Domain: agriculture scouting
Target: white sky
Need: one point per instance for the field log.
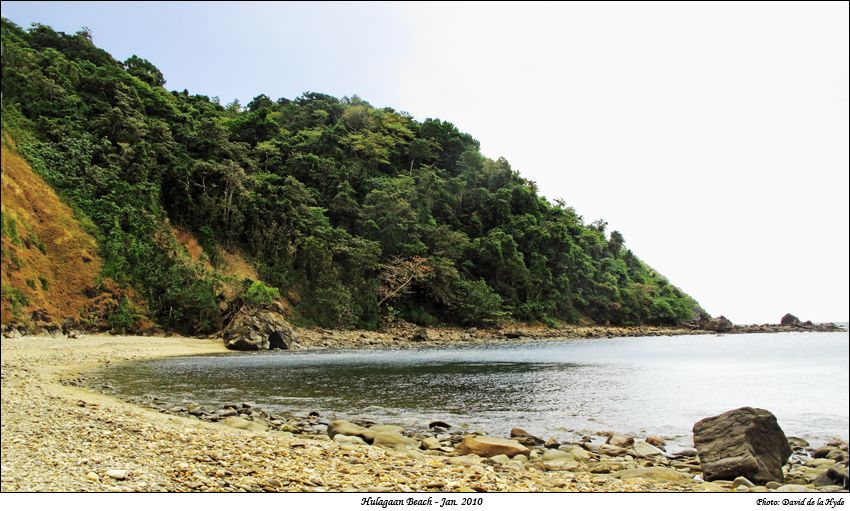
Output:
(713, 136)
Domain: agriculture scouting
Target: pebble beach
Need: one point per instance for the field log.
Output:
(61, 437)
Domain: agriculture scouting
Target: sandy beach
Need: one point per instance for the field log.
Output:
(59, 437)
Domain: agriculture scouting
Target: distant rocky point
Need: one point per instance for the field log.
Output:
(788, 323)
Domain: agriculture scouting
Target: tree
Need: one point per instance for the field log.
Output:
(398, 275)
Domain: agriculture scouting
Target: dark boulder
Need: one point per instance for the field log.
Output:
(836, 475)
(258, 329)
(718, 324)
(745, 442)
(789, 320)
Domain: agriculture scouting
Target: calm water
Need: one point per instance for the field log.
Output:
(651, 385)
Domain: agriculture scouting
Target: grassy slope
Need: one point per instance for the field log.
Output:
(49, 262)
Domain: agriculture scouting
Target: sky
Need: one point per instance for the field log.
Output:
(713, 136)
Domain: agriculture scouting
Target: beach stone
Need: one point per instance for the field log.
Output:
(740, 480)
(644, 450)
(394, 441)
(469, 460)
(653, 474)
(117, 474)
(612, 450)
(685, 453)
(344, 427)
(655, 441)
(706, 486)
(796, 442)
(789, 319)
(819, 462)
(386, 428)
(793, 488)
(348, 440)
(576, 451)
(833, 476)
(554, 459)
(240, 423)
(620, 441)
(743, 442)
(430, 442)
(487, 446)
(823, 452)
(255, 328)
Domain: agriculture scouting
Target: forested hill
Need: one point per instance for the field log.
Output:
(347, 214)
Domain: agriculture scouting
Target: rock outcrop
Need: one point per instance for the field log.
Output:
(719, 324)
(744, 442)
(259, 329)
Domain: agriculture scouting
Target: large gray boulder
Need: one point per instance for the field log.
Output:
(789, 319)
(258, 329)
(744, 442)
(718, 324)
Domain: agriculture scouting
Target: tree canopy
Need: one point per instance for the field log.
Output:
(352, 212)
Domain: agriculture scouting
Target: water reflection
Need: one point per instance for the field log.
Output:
(640, 386)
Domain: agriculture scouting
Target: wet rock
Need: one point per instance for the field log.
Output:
(823, 452)
(385, 428)
(620, 441)
(344, 427)
(655, 441)
(430, 443)
(348, 440)
(687, 452)
(469, 460)
(525, 438)
(395, 441)
(836, 475)
(486, 446)
(789, 320)
(117, 474)
(240, 423)
(718, 324)
(797, 442)
(255, 328)
(553, 459)
(653, 474)
(644, 450)
(740, 480)
(612, 450)
(576, 452)
(793, 488)
(743, 442)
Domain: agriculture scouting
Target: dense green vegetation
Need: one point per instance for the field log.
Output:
(356, 214)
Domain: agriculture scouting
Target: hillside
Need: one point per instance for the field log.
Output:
(51, 267)
(351, 214)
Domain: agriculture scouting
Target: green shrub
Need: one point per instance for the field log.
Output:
(258, 293)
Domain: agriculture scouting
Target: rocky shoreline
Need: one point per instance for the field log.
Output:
(60, 436)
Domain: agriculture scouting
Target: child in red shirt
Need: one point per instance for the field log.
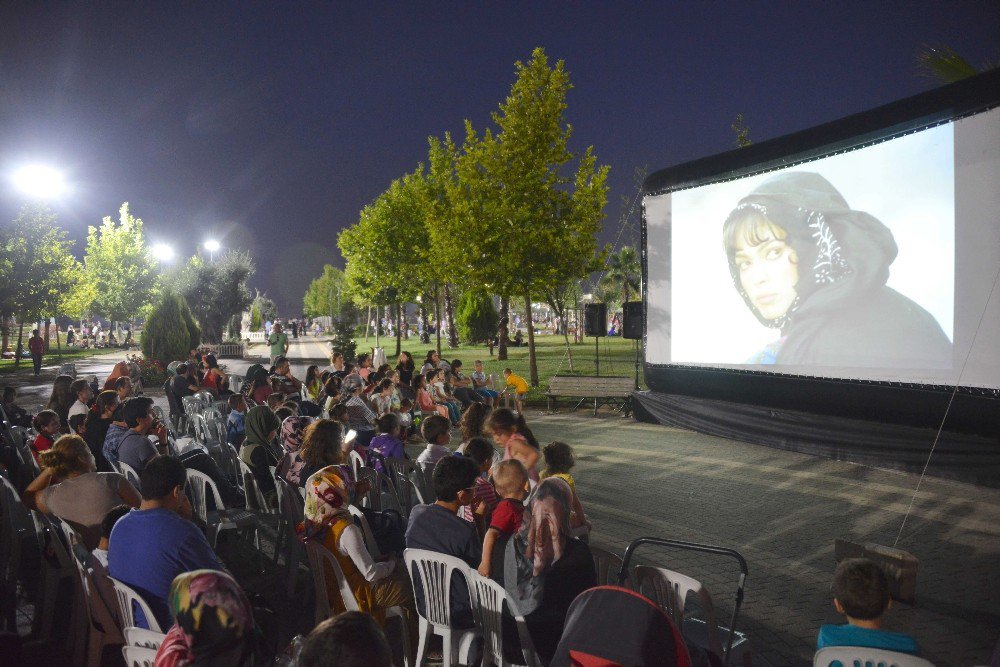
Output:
(47, 425)
(511, 480)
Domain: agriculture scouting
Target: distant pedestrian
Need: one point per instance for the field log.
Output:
(37, 347)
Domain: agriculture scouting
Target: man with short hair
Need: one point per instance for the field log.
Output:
(153, 544)
(37, 348)
(135, 449)
(278, 340)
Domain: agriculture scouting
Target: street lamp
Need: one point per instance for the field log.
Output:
(163, 253)
(39, 181)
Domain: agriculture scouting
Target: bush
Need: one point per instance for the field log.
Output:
(477, 317)
(170, 331)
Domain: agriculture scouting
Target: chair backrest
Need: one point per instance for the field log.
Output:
(607, 565)
(366, 529)
(137, 656)
(669, 590)
(143, 638)
(130, 474)
(434, 571)
(852, 656)
(318, 555)
(127, 596)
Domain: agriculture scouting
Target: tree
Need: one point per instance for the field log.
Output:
(168, 334)
(37, 270)
(120, 266)
(517, 201)
(477, 317)
(217, 291)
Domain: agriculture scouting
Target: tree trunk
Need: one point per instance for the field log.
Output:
(399, 331)
(449, 313)
(532, 359)
(425, 333)
(20, 343)
(503, 328)
(437, 316)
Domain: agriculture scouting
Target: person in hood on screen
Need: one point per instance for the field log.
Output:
(808, 265)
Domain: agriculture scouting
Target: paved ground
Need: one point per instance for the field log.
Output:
(782, 511)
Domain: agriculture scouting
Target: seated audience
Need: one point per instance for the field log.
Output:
(16, 415)
(387, 443)
(235, 424)
(258, 453)
(376, 585)
(558, 462)
(509, 430)
(511, 481)
(351, 639)
(97, 427)
(213, 624)
(70, 488)
(437, 527)
(47, 427)
(292, 433)
(437, 432)
(135, 448)
(150, 546)
(551, 567)
(861, 593)
(81, 390)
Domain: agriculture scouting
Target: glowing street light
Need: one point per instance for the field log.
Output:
(39, 181)
(212, 246)
(163, 253)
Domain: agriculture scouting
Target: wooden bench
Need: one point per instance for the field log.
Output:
(612, 390)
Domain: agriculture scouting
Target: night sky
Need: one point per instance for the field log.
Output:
(269, 125)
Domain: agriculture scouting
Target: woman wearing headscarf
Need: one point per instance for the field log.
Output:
(257, 452)
(292, 430)
(810, 266)
(376, 586)
(545, 568)
(213, 623)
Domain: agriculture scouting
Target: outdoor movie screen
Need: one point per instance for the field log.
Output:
(875, 264)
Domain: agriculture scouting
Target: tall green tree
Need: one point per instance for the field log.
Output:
(217, 290)
(120, 266)
(527, 222)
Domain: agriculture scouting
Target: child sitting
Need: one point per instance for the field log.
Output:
(481, 451)
(437, 432)
(861, 593)
(235, 423)
(511, 480)
(517, 386)
(387, 443)
(558, 462)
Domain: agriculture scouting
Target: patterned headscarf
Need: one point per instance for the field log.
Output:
(539, 543)
(213, 622)
(327, 499)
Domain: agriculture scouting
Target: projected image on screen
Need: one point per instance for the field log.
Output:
(847, 262)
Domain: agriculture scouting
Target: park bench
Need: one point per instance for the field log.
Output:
(608, 390)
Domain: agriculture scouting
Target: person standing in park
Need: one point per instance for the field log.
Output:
(278, 340)
(37, 347)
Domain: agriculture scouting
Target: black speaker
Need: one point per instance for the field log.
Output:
(595, 319)
(632, 320)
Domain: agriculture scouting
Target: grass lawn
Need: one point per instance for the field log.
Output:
(68, 355)
(617, 358)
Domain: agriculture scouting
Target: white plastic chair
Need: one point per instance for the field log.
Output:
(127, 596)
(434, 571)
(856, 656)
(318, 555)
(143, 638)
(670, 590)
(488, 599)
(136, 656)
# # # #
WRITTEN INSTRUCTION
Reproduce every line precisely as given, omitting all pictures.

EXERCISE ANSWER
Domain: agriculture scouting
Target: white sky
Need: one point per instance for the field log.
Output:
(713, 136)
Domain: agriculture scouting
Target: pebble beach
Need: one point per instance for the field log.
Output:
(61, 437)
Domain: agriculture scouting
Target: sandy beach
Need: one point per instance for the field log.
Output:
(59, 437)
Domain: agriculture scouting
Target: distant rocky point
Need: one point per instance for the field log.
Output:
(788, 323)
Domain: agriculture scouting
Target: tree
Need: one point per instance for the field log.
Output:
(398, 275)
Domain: agriculture scouting
Target: dark boulder
Need: one point per instance for the field log.
Output:
(836, 475)
(258, 329)
(718, 324)
(745, 442)
(789, 320)
Domain: agriculture scouting
Target: calm water
Need: one point per instance for the field log.
Output:
(651, 385)
Domain: agriculture scouting
Target: grassy slope
Need: one point per instance for the field log.
Output:
(49, 262)
Domain: agriculture scouting
Target: sky
Need: one point per instance for the field log.
Output:
(713, 136)
Domain: agriculture scouting
Target: beach stone
Need: one point per instance for the field log.
Output:
(740, 480)
(644, 450)
(394, 441)
(469, 460)
(653, 474)
(117, 474)
(612, 450)
(685, 453)
(344, 427)
(655, 441)
(706, 486)
(796, 442)
(789, 319)
(819, 462)
(386, 428)
(793, 488)
(348, 440)
(576, 451)
(833, 476)
(554, 459)
(240, 423)
(620, 441)
(743, 442)
(430, 442)
(487, 446)
(823, 452)
(255, 328)
Domain: agriculture scouting
Target: forested hill
Need: one point per instance for the field log.
Output:
(347, 214)
Domain: agriculture scouting
Target: rock outcrop
Need: one point per instance for the field log.
Output:
(719, 324)
(744, 442)
(259, 329)
Domain: agriculture scouting
Target: large gray boulder
Need: one point per instance for the field log.
Output:
(789, 319)
(258, 329)
(744, 442)
(718, 324)
Domain: agriculture scouting
Target: tree canopy
Need: one point per instance for the field log.
Output:
(352, 212)
Domain: agriculture scouting
Target: water reflection
Need: one point per instance for the field log.
Output:
(640, 386)
Domain: agriculture scouting
Target: wet rock
Need: one point per instance for the field log.
Output:
(823, 452)
(385, 428)
(620, 441)
(344, 427)
(655, 441)
(430, 443)
(348, 440)
(687, 452)
(469, 460)
(525, 438)
(395, 441)
(836, 475)
(486, 446)
(789, 320)
(117, 474)
(240, 423)
(718, 324)
(797, 442)
(255, 328)
(553, 459)
(653, 474)
(644, 450)
(740, 480)
(612, 450)
(576, 452)
(793, 488)
(743, 442)
Domain: agriculture scouting
Target: dense green vegetation
Need: one point per instance for the field log.
Output:
(356, 214)
Domain: agriculture scouting
Target: hillside
Need: one point per instance for the field log.
Output:
(51, 267)
(351, 214)
Domain: agriculture scouting
Target: green shrub
Need: one point per instance for the field log.
Output:
(258, 293)
Domain: agriculture scouting
Target: rocky shoreline
Need: one point per instance for the field log.
Output:
(60, 436)
Domain: agriculture scouting
Target: child in red shirt
Need: one point per instance for the field log.
Output:
(47, 425)
(511, 480)
Domain: agriculture scouting
Target: distant pedestrian
Need: one point per instance for the field log.
Output:
(37, 347)
Domain: agriculture scouting
Target: man with short hair
Need: one point per instance for the field log.
Output:
(153, 544)
(37, 348)
(135, 449)
(278, 340)
Domain: agriculture scouting
Target: street lamp
Need: one point per instance for the field log.
Output:
(163, 253)
(39, 181)
Domain: agriculture scouting
Target: bush
Need: one point per instance for the field log.
Output:
(477, 317)
(170, 331)
Domain: agriculture scouting
Target: chair backrest
Need: one point per instance for the field log.
Output:
(607, 565)
(366, 529)
(137, 656)
(669, 590)
(143, 638)
(130, 474)
(434, 571)
(852, 656)
(318, 555)
(127, 596)
Domain: agriculture scouting
Target: tree
Need: one point per instance for the field log.
Output:
(168, 334)
(37, 270)
(120, 266)
(517, 201)
(477, 317)
(217, 291)
Domain: agriculture scouting
Target: tree trunk
Need: one point per instance for the field log.
Output:
(399, 331)
(449, 313)
(532, 359)
(425, 333)
(20, 343)
(503, 328)
(437, 316)
Domain: agriculture scouting
Target: person in hood on screen
Need: one point per instance for the field log.
Output:
(808, 265)
Domain: agriculture scouting
Target: paved ground
Need: one point per instance for the field log.
Output:
(782, 511)
Domain: agriculture scouting
Target: seated audience
Need: one point per instance for the field log.
Output:
(16, 415)
(387, 443)
(235, 424)
(258, 453)
(376, 585)
(558, 462)
(509, 430)
(511, 481)
(351, 639)
(97, 427)
(213, 624)
(70, 488)
(437, 527)
(47, 427)
(292, 433)
(437, 432)
(135, 448)
(150, 546)
(551, 567)
(861, 593)
(81, 390)
Domain: agriculture scouting
Target: glowing street light
Need: one point per instance for the field log.
Output:
(39, 181)
(212, 246)
(163, 253)
Domain: agriculture scouting
Target: wooden bench
Need: one point per instance for the field log.
Output:
(612, 390)
Domain: agriculture scouting
Target: night sky
Need: one point per instance for the field log.
Output:
(269, 125)
Domain: agriculture scouting
Target: woman wearing headscarf
Need: one point per instance for the field log.
Output:
(257, 452)
(292, 430)
(810, 266)
(376, 586)
(545, 568)
(213, 623)
Domain: agriculture scouting
Target: outdoor movie screen
Need: one point per instance for the field log.
Output:
(875, 264)
Domain: agriculture scouting
Target: tall green tree
Need: one point per instance for the field log.
Output:
(217, 290)
(120, 266)
(527, 222)
Domain: agriculture scouting
Target: child sitting
Need: one point per instance for the field log.
Output:
(481, 451)
(437, 432)
(861, 593)
(235, 423)
(511, 480)
(517, 386)
(387, 443)
(558, 462)
Domain: agriculture scouting
Target: patterned headscarf
Need: one point per instance for the field log.
Output:
(539, 543)
(213, 622)
(327, 499)
Domain: agriculture scouting
Target: projected image on screen
Need: one point per instance for the field log.
Output:
(847, 262)
Domain: agriculture scouting
Target: park bench
Need: one point per instance for the field log.
Output:
(608, 390)
Domain: agriculture scouting
Target: person standing in park
Need: one point per instance for the field log.
Output:
(278, 340)
(37, 347)
Domain: agriculture scouting
Target: black speaker
Need: one point per instance for the field log.
Output:
(595, 319)
(632, 320)
Domain: agriculture scouting
Target: grass lawn
Need: one point per instance for the field log.
Output:
(68, 355)
(617, 358)
Domain: agriculture scouting
Target: white plastic chair
Need: one point per instance for the field log.
Output:
(127, 596)
(434, 571)
(856, 656)
(318, 555)
(143, 638)
(670, 590)
(488, 599)
(136, 656)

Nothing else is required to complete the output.